▶ _PROBLEM STATEMENT_
Reproduce the whole listing that follows, exactly as it stands.

▶ _AVAILABLE DATA_
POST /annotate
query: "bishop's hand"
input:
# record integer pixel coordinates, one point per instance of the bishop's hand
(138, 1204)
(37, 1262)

▶ _EXERCISE ANSWER_
POST /annotate
query: "bishop's hand"
input:
# record integer pixel coordinates, one point per instance of the bishop's hand
(138, 1204)
(37, 1262)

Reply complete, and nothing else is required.